--- Data to use ---
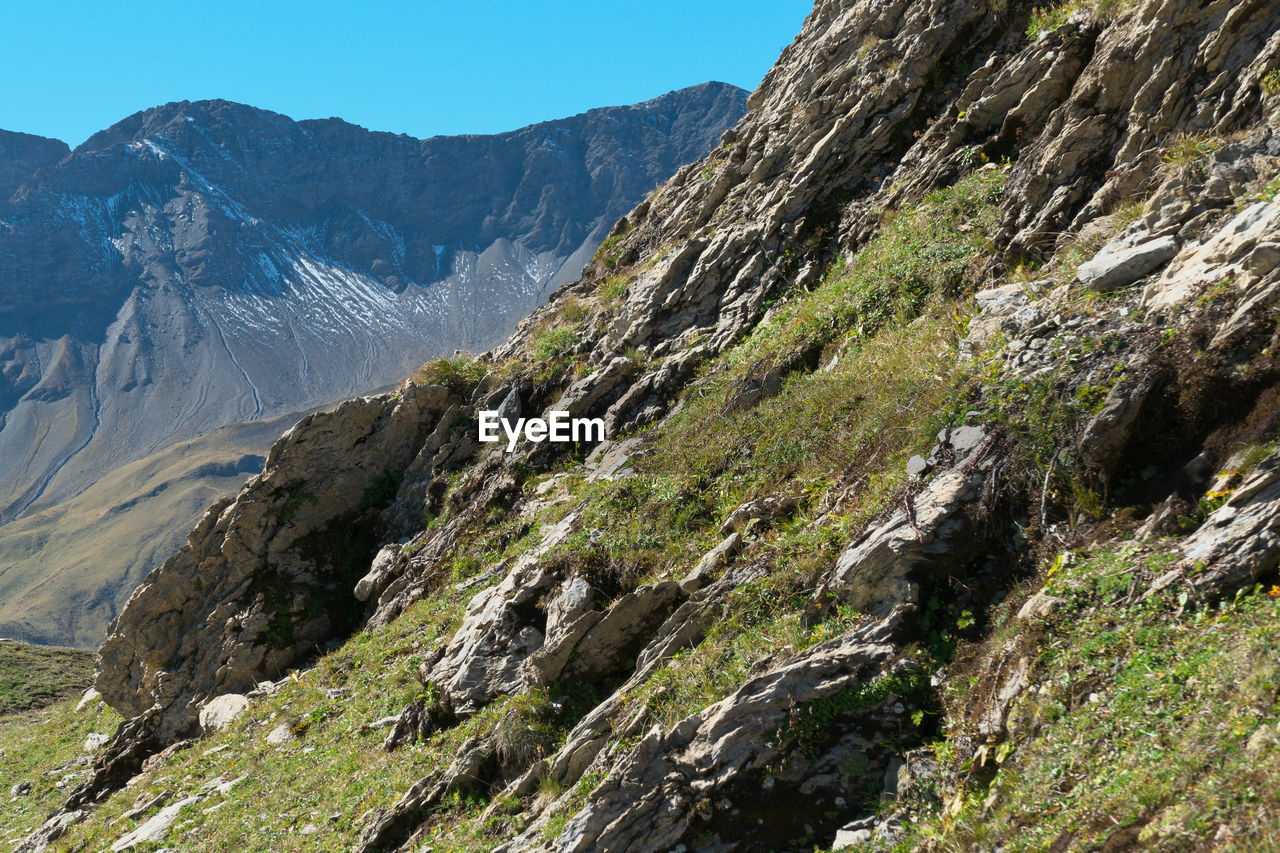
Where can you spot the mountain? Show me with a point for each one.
(938, 503)
(204, 264)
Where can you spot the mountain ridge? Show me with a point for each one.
(202, 264)
(938, 506)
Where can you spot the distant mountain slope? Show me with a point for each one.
(202, 264)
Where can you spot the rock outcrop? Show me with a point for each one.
(268, 576)
(201, 246)
(853, 594)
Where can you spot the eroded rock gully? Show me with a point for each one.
(872, 106)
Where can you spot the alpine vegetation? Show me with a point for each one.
(558, 427)
(933, 505)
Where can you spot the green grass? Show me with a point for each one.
(32, 676)
(35, 743)
(1159, 716)
(58, 557)
(1271, 82)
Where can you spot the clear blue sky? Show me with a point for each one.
(421, 68)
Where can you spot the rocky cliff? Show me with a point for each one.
(204, 264)
(937, 510)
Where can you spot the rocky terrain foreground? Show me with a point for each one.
(940, 507)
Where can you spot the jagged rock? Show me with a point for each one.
(860, 831)
(50, 831)
(379, 573)
(918, 466)
(232, 607)
(501, 629)
(220, 785)
(155, 828)
(758, 512)
(608, 461)
(712, 562)
(222, 710)
(616, 635)
(88, 697)
(1239, 542)
(510, 407)
(279, 734)
(1110, 430)
(1040, 606)
(586, 392)
(1014, 678)
(663, 792)
(145, 803)
(392, 826)
(881, 569)
(1116, 267)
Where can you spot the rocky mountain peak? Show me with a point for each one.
(937, 506)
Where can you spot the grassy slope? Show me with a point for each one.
(1143, 706)
(63, 568)
(32, 747)
(904, 365)
(1151, 716)
(32, 676)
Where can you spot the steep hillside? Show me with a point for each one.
(204, 264)
(64, 570)
(938, 505)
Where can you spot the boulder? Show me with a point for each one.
(222, 710)
(154, 829)
(1119, 265)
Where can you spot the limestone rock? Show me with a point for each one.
(1038, 606)
(232, 609)
(880, 570)
(379, 573)
(485, 655)
(757, 512)
(654, 796)
(1239, 542)
(222, 710)
(154, 829)
(712, 562)
(1116, 267)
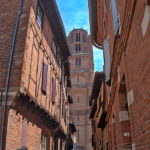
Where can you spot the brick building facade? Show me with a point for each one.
(34, 76)
(121, 29)
(81, 61)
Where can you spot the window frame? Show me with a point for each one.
(44, 78)
(54, 47)
(77, 37)
(115, 17)
(39, 15)
(45, 137)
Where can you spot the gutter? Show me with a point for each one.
(9, 72)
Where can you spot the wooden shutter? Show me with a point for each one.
(53, 90)
(44, 78)
(114, 15)
(24, 133)
(107, 68)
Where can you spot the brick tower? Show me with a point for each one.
(82, 78)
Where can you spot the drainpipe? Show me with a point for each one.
(9, 71)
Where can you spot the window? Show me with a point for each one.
(78, 117)
(43, 142)
(146, 18)
(78, 61)
(54, 47)
(77, 36)
(78, 99)
(78, 135)
(78, 79)
(71, 38)
(39, 15)
(84, 37)
(78, 47)
(104, 21)
(44, 78)
(107, 65)
(53, 90)
(114, 15)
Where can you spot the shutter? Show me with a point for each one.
(44, 78)
(107, 67)
(53, 90)
(24, 133)
(114, 15)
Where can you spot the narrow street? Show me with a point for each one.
(75, 75)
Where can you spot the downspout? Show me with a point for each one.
(9, 72)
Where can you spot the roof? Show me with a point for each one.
(55, 21)
(98, 78)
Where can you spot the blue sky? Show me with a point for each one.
(75, 14)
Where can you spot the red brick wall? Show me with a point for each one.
(21, 68)
(8, 15)
(135, 66)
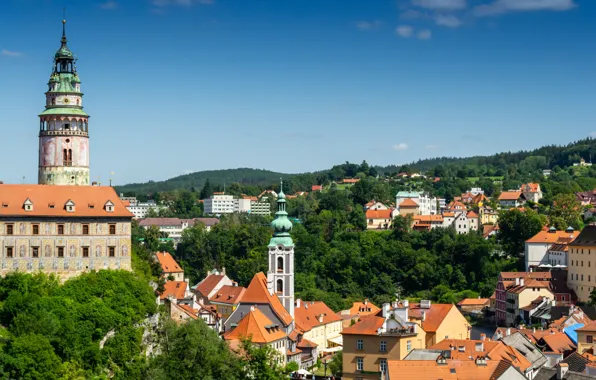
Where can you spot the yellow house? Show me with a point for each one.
(318, 322)
(581, 262)
(585, 338)
(226, 299)
(393, 332)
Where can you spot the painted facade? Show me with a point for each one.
(64, 126)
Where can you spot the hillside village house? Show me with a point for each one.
(379, 219)
(511, 199)
(64, 230)
(393, 332)
(318, 323)
(582, 263)
(537, 247)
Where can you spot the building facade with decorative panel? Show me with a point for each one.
(64, 230)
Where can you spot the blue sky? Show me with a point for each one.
(175, 86)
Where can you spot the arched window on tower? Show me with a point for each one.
(280, 264)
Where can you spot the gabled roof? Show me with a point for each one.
(228, 294)
(378, 214)
(50, 200)
(177, 289)
(256, 326)
(257, 293)
(167, 262)
(307, 315)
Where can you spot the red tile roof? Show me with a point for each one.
(167, 262)
(378, 214)
(228, 294)
(177, 289)
(89, 201)
(256, 326)
(307, 315)
(257, 293)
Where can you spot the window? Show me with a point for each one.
(359, 364)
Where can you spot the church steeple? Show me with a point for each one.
(280, 277)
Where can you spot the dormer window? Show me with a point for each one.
(69, 206)
(28, 205)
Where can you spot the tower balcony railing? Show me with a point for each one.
(64, 132)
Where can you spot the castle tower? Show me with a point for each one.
(280, 277)
(64, 126)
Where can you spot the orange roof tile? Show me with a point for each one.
(89, 201)
(167, 262)
(510, 195)
(430, 370)
(228, 294)
(408, 202)
(174, 288)
(257, 293)
(256, 326)
(307, 315)
(378, 214)
(364, 308)
(209, 283)
(548, 237)
(473, 301)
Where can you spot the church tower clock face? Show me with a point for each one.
(64, 125)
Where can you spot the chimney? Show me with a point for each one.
(562, 369)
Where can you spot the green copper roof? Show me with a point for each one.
(64, 111)
(281, 224)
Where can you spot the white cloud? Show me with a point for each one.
(503, 6)
(440, 4)
(449, 21)
(164, 3)
(109, 5)
(12, 54)
(369, 25)
(424, 34)
(405, 31)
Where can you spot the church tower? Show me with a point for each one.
(280, 278)
(64, 126)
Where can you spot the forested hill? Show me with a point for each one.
(554, 155)
(217, 178)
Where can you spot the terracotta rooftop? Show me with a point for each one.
(228, 294)
(256, 326)
(46, 200)
(308, 314)
(257, 293)
(177, 289)
(167, 262)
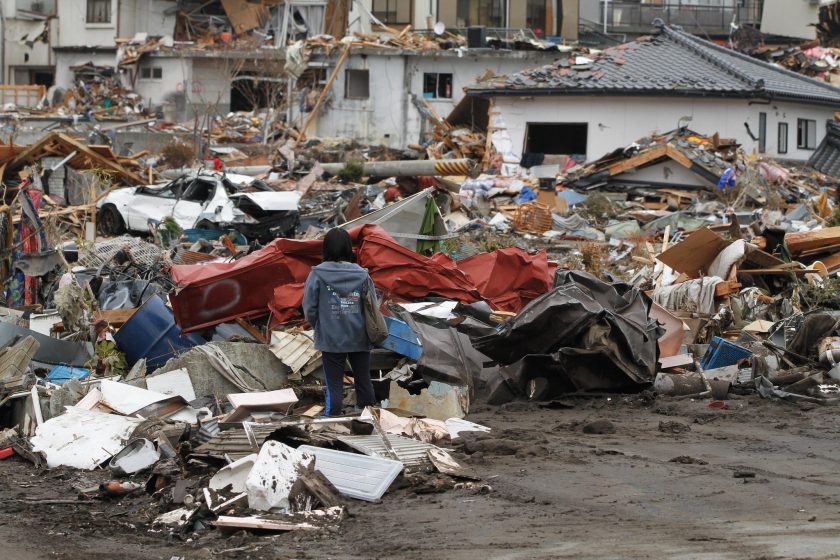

--- Problem to solve ---
An exact copy of every entry above is needed, with the pictures left out.

--- Answer space ---
Where can you spot the mountain? Show me with a point for each one.
(938, 503)
(204, 264)
Where can you spot the mountain ridge? Show me with a point for each one.
(202, 264)
(938, 506)
Where can you spot the distant mountain slope? Show me with a point for each one.
(202, 264)
Where can you spot the rock outcrop? Show me with a point for each one.
(268, 576)
(201, 246)
(853, 594)
Where can you spot the eroded rock gully? Show me with a point for each one.
(872, 106)
Where can you spot the alpine vegetation? Show me with a point for each one.
(558, 427)
(933, 505)
Where can you spot the green grass? Show me with a point for each one.
(32, 676)
(35, 743)
(1159, 716)
(58, 557)
(1271, 82)
Where can you spot the clear blue sky? Show me with a point for each one.
(421, 68)
Where can you spot the rocky cliff? Show me with a point for each one.
(204, 264)
(937, 510)
Where can you spot the rocky terrain foreground? Show me with a point for each one.
(940, 507)
Where can you spot the jagged rock? Show me with a point for each one.
(860, 831)
(50, 831)
(379, 573)
(918, 466)
(232, 607)
(501, 629)
(220, 785)
(155, 828)
(758, 512)
(608, 461)
(712, 562)
(222, 710)
(616, 635)
(88, 697)
(1239, 542)
(510, 407)
(279, 734)
(1110, 430)
(1040, 606)
(586, 392)
(1014, 678)
(663, 792)
(145, 803)
(392, 826)
(881, 569)
(1116, 267)
Where can you spot the rocky mountain peak? Show me with a point for each one.
(937, 506)
Where can you spot the grassy slope? Show me with a point for each one.
(1143, 706)
(63, 568)
(32, 747)
(904, 365)
(1151, 716)
(32, 676)
Where can you spot the steep hillside? Show me with a point for each one.
(204, 264)
(64, 570)
(938, 505)
Where can you spot the boulder? Show me with a point for each one.
(222, 710)
(154, 829)
(1119, 265)
Where can you spot the limestone rock? Show me with a point for each one.
(1038, 606)
(232, 609)
(880, 570)
(379, 573)
(485, 655)
(757, 512)
(654, 796)
(1239, 542)
(222, 710)
(154, 829)
(712, 562)
(1116, 267)
Where can you spot the brick building facade? Show me with a point for each one.
(34, 76)
(121, 29)
(81, 61)
Where can you spot the window frame? Show me with a point for each one.
(44, 78)
(54, 47)
(77, 37)
(115, 17)
(39, 15)
(45, 137)
Where can you spot the gutter? Show me with a point for each one.
(9, 72)
Where can you spot the wooden shutter? Show me with a point for each one.
(53, 90)
(44, 78)
(114, 15)
(24, 133)
(107, 68)
Where can you spot the brick tower? Show me with a point for each one.
(82, 78)
Where can you spot the drainpipe? Show me with a point for each one.
(9, 71)
Where can you spot the window? Show me with a point for each one.
(78, 117)
(43, 142)
(146, 18)
(78, 61)
(54, 47)
(77, 36)
(78, 99)
(78, 135)
(78, 79)
(71, 38)
(39, 15)
(84, 37)
(78, 47)
(104, 21)
(44, 78)
(107, 65)
(53, 90)
(114, 15)
Where can you spot the shutter? Show me with a point for each one.
(44, 78)
(107, 67)
(53, 90)
(24, 133)
(114, 15)
Where can you spot the narrow street? Show me with a point for each one.
(75, 75)
Where can you spot the downspout? Show me with a point for each one.
(9, 72)
Where can you spot the roof? Show me with a point for each one.
(55, 21)
(98, 78)
Where can you spot the blue sky? Show me with a point for each one.
(75, 14)
Where can you spot the red brick wall? Show me with a point for each one.
(21, 68)
(8, 15)
(135, 66)
Where can you spot the yellow house? Show me with a point for each one.
(318, 322)
(581, 262)
(585, 338)
(226, 299)
(393, 332)
Where can you spot the painted facade? Show me with a point for each one.
(64, 126)
Where can you spot the hillside village house? Show me with a point for each one.
(379, 219)
(511, 199)
(64, 230)
(393, 332)
(318, 323)
(582, 263)
(537, 247)
Where can you spot the building facade with decorative panel? Show me with a point for each one.
(64, 230)
Where can you spot the blue sky? Show me with a point for each one.
(175, 86)
Where can you spot the arched window on tower? Show me with a point for each one.
(280, 264)
Where can you spot the gabled roof? Show me with a point for each one.
(228, 294)
(378, 214)
(50, 200)
(177, 289)
(256, 326)
(257, 293)
(167, 262)
(307, 315)
Where can you spot the red tile roof? Show me with a point for each one.
(167, 262)
(378, 214)
(228, 294)
(177, 289)
(89, 201)
(256, 326)
(307, 315)
(257, 293)
Where can you spot the window? Show me with a point for each one.
(359, 364)
Where can you spot the church steeple? Show me with a point for each one.
(280, 277)
Where can you spot the dormer window? Show me with a point for each one.
(69, 206)
(28, 205)
Where can you spot the tower balcony railing? Show me with a point for each one.
(64, 132)
Where can you spot the castle tower? Show me with a point for each one.
(280, 277)
(64, 126)
Where can you spot the orange roof tile? Show me with a point for each one.
(89, 201)
(167, 262)
(510, 195)
(430, 370)
(228, 294)
(408, 202)
(174, 288)
(257, 293)
(256, 326)
(307, 315)
(378, 214)
(364, 308)
(209, 283)
(548, 237)
(473, 301)
Where can you spot the church tower clock face? Show me with a point for each one.
(64, 125)
Where can you spot the chimney? Show me with a point for each one.
(562, 369)
Where can you spot the green copper roof? Show me with a point for each one.
(64, 111)
(281, 224)
Where can you spot the white cloud? Show me with a point for each one.
(503, 6)
(440, 4)
(449, 21)
(164, 3)
(109, 5)
(12, 54)
(369, 25)
(424, 34)
(405, 31)
Where can you spot the church tower? Show me with a point for each one.
(280, 278)
(64, 126)
Where can you spot the forested hill? Show me with a point for each one.
(554, 155)
(217, 178)
Where can you spot the terracotta rooftop? Show me with a point for each one.
(228, 294)
(256, 326)
(46, 200)
(308, 314)
(257, 293)
(177, 289)
(167, 262)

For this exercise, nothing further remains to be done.